··· Data to process

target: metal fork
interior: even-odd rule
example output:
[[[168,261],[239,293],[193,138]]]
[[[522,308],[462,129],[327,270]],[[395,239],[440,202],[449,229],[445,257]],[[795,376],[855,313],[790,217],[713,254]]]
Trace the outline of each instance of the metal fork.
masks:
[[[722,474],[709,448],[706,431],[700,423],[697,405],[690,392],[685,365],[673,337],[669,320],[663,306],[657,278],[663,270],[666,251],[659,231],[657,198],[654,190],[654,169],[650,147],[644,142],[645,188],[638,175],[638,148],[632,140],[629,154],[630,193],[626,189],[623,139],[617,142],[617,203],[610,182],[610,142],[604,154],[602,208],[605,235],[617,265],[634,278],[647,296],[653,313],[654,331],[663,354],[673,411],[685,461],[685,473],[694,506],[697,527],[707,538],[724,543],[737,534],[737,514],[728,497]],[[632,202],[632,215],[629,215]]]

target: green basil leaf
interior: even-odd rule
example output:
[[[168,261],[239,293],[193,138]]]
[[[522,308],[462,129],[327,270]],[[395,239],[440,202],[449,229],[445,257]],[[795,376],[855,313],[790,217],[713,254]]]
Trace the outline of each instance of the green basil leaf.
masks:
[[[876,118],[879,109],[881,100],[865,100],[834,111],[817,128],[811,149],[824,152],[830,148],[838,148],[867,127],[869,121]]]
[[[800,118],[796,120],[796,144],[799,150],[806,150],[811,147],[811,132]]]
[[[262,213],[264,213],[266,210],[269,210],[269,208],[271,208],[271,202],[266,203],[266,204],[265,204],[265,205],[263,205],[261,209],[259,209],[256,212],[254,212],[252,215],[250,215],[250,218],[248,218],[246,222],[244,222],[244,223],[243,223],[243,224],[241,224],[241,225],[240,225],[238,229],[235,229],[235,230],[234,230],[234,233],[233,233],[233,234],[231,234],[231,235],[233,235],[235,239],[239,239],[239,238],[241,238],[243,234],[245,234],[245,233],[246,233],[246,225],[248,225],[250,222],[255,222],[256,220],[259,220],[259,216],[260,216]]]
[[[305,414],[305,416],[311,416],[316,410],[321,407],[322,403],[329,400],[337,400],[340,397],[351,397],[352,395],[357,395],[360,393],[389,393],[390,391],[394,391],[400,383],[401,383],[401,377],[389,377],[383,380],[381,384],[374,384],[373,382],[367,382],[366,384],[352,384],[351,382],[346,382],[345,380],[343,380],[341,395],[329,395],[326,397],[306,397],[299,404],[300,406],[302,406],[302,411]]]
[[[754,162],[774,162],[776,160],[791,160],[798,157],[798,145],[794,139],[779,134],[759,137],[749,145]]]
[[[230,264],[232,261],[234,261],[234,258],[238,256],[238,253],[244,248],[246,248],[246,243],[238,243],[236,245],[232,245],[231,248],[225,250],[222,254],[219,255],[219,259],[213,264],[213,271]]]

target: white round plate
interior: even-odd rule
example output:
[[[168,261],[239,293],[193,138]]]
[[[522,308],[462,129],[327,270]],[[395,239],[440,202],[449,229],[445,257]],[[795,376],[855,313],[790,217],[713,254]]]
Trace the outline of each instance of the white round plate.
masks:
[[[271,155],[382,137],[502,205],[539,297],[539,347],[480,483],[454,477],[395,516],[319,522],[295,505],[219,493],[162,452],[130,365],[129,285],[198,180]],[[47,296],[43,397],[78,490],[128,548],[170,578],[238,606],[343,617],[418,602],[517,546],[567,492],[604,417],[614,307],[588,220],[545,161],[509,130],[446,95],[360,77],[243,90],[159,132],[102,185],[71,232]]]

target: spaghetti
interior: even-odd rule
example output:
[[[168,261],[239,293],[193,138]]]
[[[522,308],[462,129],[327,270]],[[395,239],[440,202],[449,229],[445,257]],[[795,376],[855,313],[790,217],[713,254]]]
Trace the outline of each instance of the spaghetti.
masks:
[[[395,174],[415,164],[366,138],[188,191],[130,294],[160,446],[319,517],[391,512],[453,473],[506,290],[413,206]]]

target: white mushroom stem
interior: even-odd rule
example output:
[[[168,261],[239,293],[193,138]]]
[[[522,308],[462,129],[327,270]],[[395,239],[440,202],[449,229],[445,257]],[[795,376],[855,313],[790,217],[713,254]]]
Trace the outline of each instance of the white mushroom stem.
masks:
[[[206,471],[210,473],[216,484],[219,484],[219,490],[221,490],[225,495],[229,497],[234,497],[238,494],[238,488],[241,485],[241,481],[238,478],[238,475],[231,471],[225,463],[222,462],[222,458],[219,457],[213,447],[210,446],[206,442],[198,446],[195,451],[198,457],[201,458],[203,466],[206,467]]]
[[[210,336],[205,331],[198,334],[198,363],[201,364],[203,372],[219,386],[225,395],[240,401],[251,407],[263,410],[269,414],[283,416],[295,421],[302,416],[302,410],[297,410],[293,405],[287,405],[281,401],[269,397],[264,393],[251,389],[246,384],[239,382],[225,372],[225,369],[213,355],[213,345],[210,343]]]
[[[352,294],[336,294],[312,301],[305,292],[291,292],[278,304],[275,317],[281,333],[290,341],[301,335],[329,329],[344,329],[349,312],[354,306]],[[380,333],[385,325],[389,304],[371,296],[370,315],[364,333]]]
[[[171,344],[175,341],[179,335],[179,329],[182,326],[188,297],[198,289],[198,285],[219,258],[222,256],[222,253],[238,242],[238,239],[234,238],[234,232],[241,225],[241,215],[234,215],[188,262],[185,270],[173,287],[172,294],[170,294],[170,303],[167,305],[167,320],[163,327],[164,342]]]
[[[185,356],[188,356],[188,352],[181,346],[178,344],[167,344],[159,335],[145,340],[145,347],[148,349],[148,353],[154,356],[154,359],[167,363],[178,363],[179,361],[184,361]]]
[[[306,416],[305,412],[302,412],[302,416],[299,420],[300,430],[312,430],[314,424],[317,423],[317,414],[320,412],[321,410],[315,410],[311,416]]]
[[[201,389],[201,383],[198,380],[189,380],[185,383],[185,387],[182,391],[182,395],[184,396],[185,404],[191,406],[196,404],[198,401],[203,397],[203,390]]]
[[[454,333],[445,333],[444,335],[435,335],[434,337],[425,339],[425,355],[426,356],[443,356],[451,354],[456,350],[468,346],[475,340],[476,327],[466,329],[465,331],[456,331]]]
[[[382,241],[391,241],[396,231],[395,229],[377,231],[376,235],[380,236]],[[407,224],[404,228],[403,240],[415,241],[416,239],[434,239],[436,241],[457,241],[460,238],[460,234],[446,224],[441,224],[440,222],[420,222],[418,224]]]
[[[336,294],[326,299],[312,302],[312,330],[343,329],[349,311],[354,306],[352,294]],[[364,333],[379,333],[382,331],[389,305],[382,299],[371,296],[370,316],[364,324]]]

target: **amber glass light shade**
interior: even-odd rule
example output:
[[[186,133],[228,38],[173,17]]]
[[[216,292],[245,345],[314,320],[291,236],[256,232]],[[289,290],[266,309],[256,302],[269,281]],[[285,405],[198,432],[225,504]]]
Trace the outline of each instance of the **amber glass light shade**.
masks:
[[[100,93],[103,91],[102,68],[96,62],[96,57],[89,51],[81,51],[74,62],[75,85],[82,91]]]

······

> What you are asked to do: Rescale the stretch of rows from the line containing "target: **amber glass light shade**" through the end of the rows. Write out every line of that stretch, requests included, multiplying each outline point coordinate in the answers by 1.05 and rounding to whole numbers (halves up), and leave the numbers in the requests and their sample outputs unchanged.

> Answer to this problem:
target: **amber glass light shade**
interior: even-odd rule
example output:
[[[186,133],[228,38],[173,17]]]
[[[216,292],[245,345],[314,320],[291,236],[256,232]],[[289,290],[266,309],[256,302],[269,281]],[[285,405],[198,432],[225,504]]]
Trace the outline of each instance of the **amber glass light shade**.
masks:
[[[105,98],[108,96],[107,71],[101,65],[101,60],[93,54],[85,54],[78,65],[79,89],[86,96]]]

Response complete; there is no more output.